▶ [Exercise description]:
Reproduce, exactly and in full, the records that follow, minus any pictures.

Extracted data Start Marker

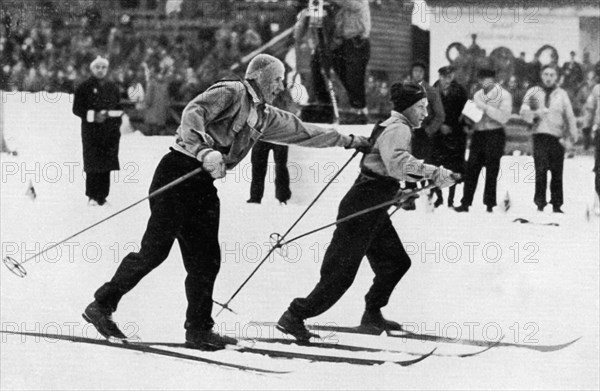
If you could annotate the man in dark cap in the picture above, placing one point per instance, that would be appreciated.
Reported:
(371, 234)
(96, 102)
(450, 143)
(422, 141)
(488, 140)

Extracted data End Marker

▶ [Answer to the problem]:
If you could annotate the man in dark cap in the picture above, placing one point per instance, that would be appreciated.
Reported:
(371, 234)
(96, 102)
(450, 143)
(422, 141)
(488, 140)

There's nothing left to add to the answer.